▸ What is needed:
Reproduce the line that holds "blazer? Mark that spot." together with all the lines after it up to the end of the entries.

Items from a dataset:
******
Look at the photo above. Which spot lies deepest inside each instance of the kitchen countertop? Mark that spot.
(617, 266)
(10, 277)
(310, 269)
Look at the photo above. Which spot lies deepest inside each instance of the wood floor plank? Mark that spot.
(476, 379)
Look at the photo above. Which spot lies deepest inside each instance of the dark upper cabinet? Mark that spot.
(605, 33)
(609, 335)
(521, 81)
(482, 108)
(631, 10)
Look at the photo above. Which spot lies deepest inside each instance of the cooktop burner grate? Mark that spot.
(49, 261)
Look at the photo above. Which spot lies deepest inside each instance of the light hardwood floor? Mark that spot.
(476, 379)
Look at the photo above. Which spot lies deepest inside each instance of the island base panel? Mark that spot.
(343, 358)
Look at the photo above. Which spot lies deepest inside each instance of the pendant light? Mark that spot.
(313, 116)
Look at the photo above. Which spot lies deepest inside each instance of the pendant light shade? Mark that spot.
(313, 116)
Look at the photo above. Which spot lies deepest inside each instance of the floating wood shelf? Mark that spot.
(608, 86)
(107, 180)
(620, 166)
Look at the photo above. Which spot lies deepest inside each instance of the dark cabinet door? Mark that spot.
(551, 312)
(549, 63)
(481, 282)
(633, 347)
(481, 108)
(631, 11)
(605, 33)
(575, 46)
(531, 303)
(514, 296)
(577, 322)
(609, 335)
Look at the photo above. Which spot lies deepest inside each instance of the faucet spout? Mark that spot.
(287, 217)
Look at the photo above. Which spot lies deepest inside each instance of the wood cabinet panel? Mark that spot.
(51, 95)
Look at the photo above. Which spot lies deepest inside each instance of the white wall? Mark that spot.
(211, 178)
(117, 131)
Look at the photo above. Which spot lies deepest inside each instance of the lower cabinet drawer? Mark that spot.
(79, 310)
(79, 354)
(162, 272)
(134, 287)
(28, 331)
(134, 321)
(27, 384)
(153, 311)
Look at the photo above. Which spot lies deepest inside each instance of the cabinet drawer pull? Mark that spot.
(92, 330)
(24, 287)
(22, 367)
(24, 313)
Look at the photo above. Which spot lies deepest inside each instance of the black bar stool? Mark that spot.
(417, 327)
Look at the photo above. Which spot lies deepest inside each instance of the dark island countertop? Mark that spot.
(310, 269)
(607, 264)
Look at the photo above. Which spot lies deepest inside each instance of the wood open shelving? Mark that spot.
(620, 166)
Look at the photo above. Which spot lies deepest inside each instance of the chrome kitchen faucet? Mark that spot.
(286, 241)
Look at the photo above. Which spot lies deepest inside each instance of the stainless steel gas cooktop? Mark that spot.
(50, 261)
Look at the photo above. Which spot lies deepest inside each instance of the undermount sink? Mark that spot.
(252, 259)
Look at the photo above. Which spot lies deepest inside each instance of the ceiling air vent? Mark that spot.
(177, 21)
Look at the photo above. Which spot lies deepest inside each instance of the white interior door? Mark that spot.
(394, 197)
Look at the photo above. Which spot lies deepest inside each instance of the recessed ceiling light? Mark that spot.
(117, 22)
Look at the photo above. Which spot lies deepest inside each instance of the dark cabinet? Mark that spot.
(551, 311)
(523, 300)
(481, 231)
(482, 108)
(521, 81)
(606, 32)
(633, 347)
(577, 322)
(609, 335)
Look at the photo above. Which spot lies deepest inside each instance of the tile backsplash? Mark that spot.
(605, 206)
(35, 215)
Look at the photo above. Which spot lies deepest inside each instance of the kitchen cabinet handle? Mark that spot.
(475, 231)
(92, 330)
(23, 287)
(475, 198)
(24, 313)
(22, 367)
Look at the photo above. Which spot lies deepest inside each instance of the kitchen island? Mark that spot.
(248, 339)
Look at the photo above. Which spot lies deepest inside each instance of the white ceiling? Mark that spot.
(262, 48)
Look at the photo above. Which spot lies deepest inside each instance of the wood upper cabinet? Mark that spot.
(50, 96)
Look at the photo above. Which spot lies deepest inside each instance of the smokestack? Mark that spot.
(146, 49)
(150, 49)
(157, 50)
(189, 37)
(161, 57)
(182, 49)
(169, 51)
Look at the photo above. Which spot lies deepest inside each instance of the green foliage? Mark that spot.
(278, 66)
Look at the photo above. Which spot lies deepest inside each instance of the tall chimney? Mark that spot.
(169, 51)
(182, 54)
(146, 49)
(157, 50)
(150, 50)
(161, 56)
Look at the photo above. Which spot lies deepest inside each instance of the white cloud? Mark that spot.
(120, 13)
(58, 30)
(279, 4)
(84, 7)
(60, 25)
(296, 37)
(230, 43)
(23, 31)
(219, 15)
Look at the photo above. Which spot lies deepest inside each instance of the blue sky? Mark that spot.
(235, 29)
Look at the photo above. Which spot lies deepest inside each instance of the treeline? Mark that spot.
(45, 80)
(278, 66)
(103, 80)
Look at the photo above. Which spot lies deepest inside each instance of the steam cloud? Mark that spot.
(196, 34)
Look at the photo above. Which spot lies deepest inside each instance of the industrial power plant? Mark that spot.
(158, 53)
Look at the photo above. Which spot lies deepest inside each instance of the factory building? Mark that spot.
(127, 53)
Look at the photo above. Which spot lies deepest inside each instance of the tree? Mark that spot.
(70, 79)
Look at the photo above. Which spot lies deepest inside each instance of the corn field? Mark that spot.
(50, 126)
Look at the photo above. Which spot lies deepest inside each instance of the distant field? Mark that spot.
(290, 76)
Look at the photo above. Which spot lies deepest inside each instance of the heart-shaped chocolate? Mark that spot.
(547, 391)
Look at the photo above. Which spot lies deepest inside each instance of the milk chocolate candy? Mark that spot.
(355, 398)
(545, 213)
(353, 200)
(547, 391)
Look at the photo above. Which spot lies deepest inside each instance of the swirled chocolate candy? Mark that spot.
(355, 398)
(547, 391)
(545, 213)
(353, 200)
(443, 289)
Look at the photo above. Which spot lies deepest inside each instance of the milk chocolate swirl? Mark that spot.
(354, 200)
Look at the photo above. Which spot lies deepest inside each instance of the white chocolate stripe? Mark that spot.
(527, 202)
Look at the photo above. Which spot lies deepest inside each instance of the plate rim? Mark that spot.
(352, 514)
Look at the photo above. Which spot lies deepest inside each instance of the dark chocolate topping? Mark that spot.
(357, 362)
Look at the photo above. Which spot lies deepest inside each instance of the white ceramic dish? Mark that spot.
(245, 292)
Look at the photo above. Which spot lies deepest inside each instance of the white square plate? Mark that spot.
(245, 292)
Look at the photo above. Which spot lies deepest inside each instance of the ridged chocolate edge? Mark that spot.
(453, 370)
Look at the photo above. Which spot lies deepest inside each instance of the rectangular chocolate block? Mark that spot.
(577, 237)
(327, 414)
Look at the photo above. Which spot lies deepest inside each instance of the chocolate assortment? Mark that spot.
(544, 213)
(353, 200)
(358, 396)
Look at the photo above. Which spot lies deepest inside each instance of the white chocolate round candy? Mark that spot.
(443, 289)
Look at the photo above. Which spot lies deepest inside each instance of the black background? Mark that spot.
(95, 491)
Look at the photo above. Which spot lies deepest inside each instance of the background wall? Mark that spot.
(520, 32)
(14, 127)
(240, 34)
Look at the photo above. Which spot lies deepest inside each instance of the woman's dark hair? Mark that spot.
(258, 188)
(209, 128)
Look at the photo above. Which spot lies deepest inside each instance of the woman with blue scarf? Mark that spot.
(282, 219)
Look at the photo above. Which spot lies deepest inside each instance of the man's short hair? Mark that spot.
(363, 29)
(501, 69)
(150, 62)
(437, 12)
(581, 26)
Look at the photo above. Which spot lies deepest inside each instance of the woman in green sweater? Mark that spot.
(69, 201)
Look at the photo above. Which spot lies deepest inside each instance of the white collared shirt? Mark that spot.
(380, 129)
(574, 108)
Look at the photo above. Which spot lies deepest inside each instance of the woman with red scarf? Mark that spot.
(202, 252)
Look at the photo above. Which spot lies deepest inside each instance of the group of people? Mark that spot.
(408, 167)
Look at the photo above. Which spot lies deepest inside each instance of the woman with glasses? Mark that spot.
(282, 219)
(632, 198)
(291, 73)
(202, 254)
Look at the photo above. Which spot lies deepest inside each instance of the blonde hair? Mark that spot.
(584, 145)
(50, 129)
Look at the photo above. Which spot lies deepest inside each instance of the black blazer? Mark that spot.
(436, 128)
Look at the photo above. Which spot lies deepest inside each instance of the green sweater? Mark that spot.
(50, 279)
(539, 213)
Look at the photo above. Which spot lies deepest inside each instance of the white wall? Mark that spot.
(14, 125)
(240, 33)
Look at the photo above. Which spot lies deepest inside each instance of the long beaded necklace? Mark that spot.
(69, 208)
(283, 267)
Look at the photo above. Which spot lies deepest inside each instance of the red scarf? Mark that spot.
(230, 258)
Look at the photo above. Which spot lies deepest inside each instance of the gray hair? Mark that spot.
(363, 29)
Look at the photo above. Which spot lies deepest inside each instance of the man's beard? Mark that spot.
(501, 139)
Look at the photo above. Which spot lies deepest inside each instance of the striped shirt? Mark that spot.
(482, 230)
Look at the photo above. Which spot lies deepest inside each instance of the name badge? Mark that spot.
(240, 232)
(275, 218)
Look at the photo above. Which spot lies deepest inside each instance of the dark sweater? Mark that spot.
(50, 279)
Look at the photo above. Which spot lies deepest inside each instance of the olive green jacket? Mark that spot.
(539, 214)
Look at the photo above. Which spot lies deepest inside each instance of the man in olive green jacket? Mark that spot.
******
▸ Exercise output:
Look at the photo above. Which spot lies deepest inside each instance of the black blazer? Mark that spot.
(436, 128)
Look at the photo above. Which spot lies deepest inside each instance of the green sweater? Mark that spot.
(50, 279)
(539, 213)
Look at the photo above. Which spot lies deepest inside each instance of the white wall? Mark that spot.
(14, 125)
(240, 33)
Look at the photo above. Which spot lies deepest inside each instance of the long beaded necklace? Mark that spot.
(69, 208)
(283, 267)
Look at the photo above. Which spot lies deepest inside each instance of the red scarf? Mark that spot.
(230, 258)
Look at the photo above. Which spot lies deepest inside each instance of the gray hair? Mark that spot.
(363, 29)
Look at the photo above. Which spot lies deepest inside each instance of the man's beard? Mark that spot.
(501, 139)
Look at the photo above. Which spot lies deepest inside each instance of the striped shirt? Mark that spot.
(482, 230)
Look at the photo above. Which spot lies deepest inside each instance of the name badge? Mark that spot.
(240, 232)
(275, 218)
Look at the photo above. Which spot lies deepest inside each instance of the dark sweater? Mark that spot.
(50, 279)
Look at the photo above. Which spot lies deepest inside each instance of the olive green jacket? Mark that spot.
(539, 214)
Look at the photo above. Which spot lies deepest inside each instance of the man in olive green jacket? Mark that spot.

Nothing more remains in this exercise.